Via Sacra de Antônio Conselheiro (1997)

"Em 1973 viajei para o Rio de Janeiro pela primeira vez, fugindo de dificuldades materiais / subsistência e buscando horizontes.

Feira de Santana, cidade onde morava antes é também chamada de Portal do Sertão, ou entrada do sertão.

Em uma longa viagem de ônibus, onde vim lendo o livro Os Sertões do Euclides da Cunha, livro dado de presente por um ex-colega de escola.  Eu, saindo do sertão e através da obra de Euclides da Cunha, estava retornando aos sertões, pelo viés da tragédia da guerra de Canudos.

Aquela circunstância marcou me definitivamente e pensei em um dia voltar àquela região e fazer um trabalho estimulando as pessoas a contarem a história, a sua tragédia.

Naquele momento e circunstância eu não tinha nem um conhecimento, que dominava a escultura nem que conseguiria me expressar através do barro, transformando e criando do barro, personagens, contando histórias.

Casa de Cultura São Saruê, lugar de Cultura Nordestina e Arte Popular.

Durante muitos anos acalentei a ideia de que isso um dia poderia acontecer e pelo Centenário da Guerra de Canudos, acontecida em 1897 e em 1997 estaria completando 100 anos. Tinha acabado de adquirir uma casa em Santa Teresa, um lugar que tem a ver com a História de Canudos, vez que era um lugar dedicado a Cultura Nordestina. O ex-dono, um General intelectual, euclidiano ou dos que se dedicam a estudar a obra de Euclides da Cunha. Aqui na casa tinha um espaço dedicado aos resíduos da guerra, armas uma série de coisa, que foram recolhidas antes da inundação da segunda cidade de Canudos. A primeira Canudos foi destruída por fogo e em 1968 por água.

__Extrato de dados__:
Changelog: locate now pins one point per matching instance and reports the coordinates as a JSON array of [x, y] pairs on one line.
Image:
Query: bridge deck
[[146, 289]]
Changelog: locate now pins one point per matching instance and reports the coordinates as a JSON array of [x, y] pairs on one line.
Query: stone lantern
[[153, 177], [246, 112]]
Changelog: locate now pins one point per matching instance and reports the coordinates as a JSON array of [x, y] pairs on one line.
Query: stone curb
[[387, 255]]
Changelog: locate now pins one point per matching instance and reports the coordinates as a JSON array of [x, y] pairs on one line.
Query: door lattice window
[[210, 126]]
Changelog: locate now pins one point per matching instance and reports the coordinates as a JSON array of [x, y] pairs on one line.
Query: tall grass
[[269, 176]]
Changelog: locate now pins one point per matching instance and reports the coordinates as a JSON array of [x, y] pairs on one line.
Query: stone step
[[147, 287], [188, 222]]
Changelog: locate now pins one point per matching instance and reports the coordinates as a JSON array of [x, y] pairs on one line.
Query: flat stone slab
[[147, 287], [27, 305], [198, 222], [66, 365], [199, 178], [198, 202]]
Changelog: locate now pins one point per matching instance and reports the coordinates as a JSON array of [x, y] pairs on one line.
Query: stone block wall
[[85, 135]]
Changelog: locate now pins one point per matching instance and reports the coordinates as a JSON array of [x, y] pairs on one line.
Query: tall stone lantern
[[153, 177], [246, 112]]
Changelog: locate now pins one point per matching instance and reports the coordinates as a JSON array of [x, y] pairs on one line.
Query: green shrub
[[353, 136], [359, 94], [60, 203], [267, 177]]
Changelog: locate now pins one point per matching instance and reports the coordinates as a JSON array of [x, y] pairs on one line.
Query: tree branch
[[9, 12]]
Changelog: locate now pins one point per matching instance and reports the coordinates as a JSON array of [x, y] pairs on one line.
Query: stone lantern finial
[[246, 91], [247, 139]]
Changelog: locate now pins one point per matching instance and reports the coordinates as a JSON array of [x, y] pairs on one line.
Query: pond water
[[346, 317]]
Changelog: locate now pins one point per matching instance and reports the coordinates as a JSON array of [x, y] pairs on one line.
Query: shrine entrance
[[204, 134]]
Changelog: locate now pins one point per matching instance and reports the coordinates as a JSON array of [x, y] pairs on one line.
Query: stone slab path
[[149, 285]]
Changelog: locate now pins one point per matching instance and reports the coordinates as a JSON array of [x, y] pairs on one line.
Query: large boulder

__Tarefas__:
1. Imprima sem alterações uma parte do trecho sobre Canudos: comece nas palavras "Em uma longa" e pare depois de "personagens, contando histórias.".
2. Liste todos os anos escritos em algarismos no trecho sobre Canudos, sem repetir nenhum.
3. Dê continuidade ao trecho sobre Canudos, escrevendo o que vem depois da última frase dele.

__Respostas__:
1.
Em uma longa viagem de ônibus, onde vim lendo o livro Os Sertões do Euclides da Cunha, livro dado de presente por um ex-colega de escola.  Eu, saindo do sertão e através da obra de Euclides da Cunha, estava retornando aos sertões, pelo viés da tragédia da guerra de Canudos.

Aquela circunstância marcou me definitivamente e pensei em um dia voltar àquela região e fazer um trabalho estimulando as pessoas a contarem a história, a sua tragédia.

Naquele momento e circunstância eu não tinha nem um conhecimento, que dominava a escultura nem que conseguiria me expressar através do barro, transformando e criando do barro, personagens, contando histórias.

2.
1997
1973
1897
1968

3.
Quando comprei a casa assumi compromisso com a dona Iris, a esposa do general da qual e naquele momento era divorciada, de que aqui nos primeiros anos eu pudesse abrigar artistas nordestinos que precisassem de uma pousada, um abrigo. Logo após efetuar a compra da casa, um artista nordestino, poeta de cordel, aboiador, cantador de cordel, gravador de xilogravura, da nobre extirpe dos grandes poetas e Artistas nordestinos e primo do grande Joel Borges.

Joel Borges estava passando dificuldades em Pernambuco, precisava de apoio e abrigo no Rio.  Joel veio e ficou na minha casa trabalhando como caseiro, acompanhado da esposa, a dona Bia.

Ele morou aqui no Rio durante um ano e posteriormente o seu filho Tito Borges, artista também, ficou aqui mais 5 anos.  Joel, trabalhava aqui como caseiro e vi naquele momento e circunstância dar vez e voz ao Artista popular e xilógrafo e deixar de cuidar de determinadas funções na casa, no quintal e se expressar através do desenho, da xilogravura criando matrizes em madeira, tintas, rolo de impressão e contar a história da Guerra de Canudos.

A cultura nordestina é feita de oralidades. Contei a história narrada em Os Sertões, pedindo para que criassem cenas religiosas, como em uma via Sacra.

Joel e família são pessoas extremamente religiosas, dessas de todas as noites rezar o terço em família.  Assim nasceu a Via Sacra de Antônio Conselheiro, depois aconteceu uma exposição no Museu do Folclore e as gravuras ilustraram um livro da fundação Osvaldo Cruz, intitulado 'Brasil Ser tão Canudos' e sou dono das matrizes em madeira e de 2 álbuns impressos.

Via-sacra de António Conselheiro é mais uma obra que consegui realizar, patrocinado um amigo, artista talentoso, já que eu, não teria ninguém para me financiar na realização do projeto que gostaria de fazer.

Os Sertões, Guerra de Canudos, as nossas Favelas são heranças perversas de grandes problemas que mancham a nossa dignidade, cidadania e história.

Brasil,  um país tão amplo, quase um continente, tão rico, tantas diversidades, tanta terra e direitos negados para tantos.

Vergonha!

Enfim."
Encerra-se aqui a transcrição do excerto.